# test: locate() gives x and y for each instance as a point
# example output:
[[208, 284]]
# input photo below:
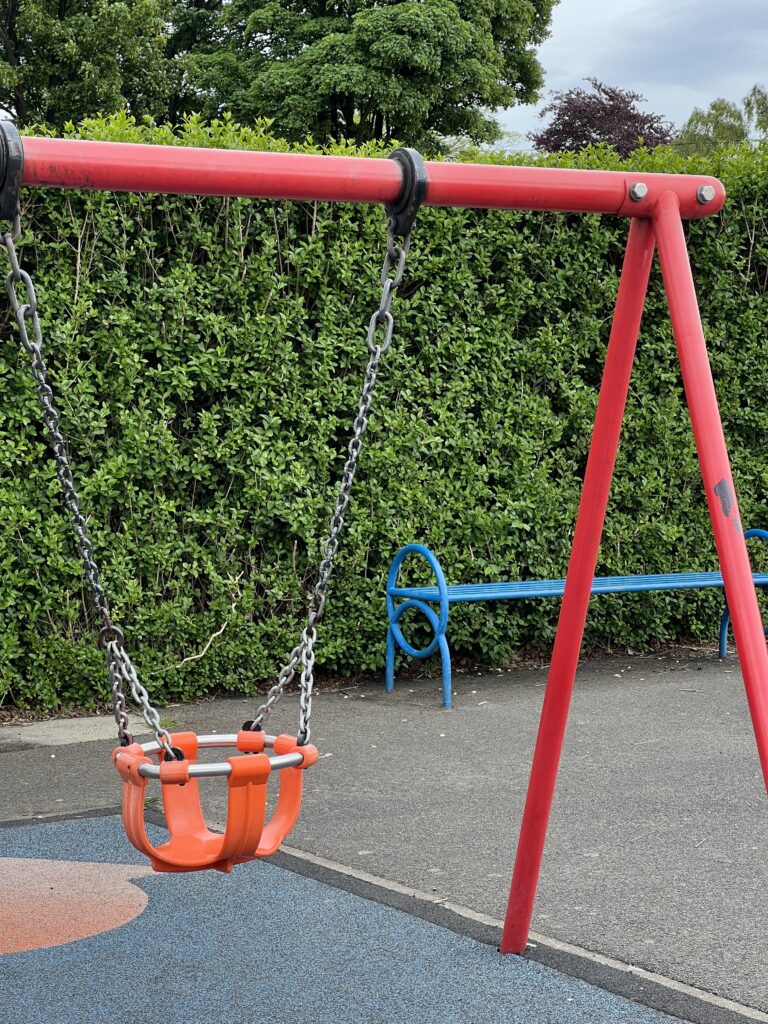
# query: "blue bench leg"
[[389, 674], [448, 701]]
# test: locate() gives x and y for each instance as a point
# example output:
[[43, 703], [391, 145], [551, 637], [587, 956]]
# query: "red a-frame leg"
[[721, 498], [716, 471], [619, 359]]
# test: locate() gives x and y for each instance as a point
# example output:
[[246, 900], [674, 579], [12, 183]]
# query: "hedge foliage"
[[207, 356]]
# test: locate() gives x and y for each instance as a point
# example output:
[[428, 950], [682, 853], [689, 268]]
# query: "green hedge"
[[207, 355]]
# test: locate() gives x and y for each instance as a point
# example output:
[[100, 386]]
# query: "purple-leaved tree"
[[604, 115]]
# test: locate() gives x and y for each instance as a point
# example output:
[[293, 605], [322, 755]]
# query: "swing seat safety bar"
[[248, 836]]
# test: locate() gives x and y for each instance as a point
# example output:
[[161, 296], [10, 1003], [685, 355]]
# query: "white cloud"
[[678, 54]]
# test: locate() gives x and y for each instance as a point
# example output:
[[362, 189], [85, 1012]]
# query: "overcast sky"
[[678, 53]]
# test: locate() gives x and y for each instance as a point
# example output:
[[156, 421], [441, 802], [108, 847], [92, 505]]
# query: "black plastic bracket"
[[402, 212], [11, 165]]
▬▬▬
* REQUIRED TASK
Quote everything from the beginning of the material down through the line containing "[[721, 498], [716, 471], [619, 359]]", both ends included, and leave out the pictures.

* REPLY
# test: locate() gives x and y for each instance as a point
# example output:
[[208, 284]]
# input photo below:
# query: "blue bench leg"
[[389, 674], [448, 701]]
# test: locate() gives x and y for each instance as a point
# example output:
[[43, 703], [391, 145], [551, 637], [587, 956]]
# query: "red a-frame leg"
[[721, 498], [716, 471], [619, 359]]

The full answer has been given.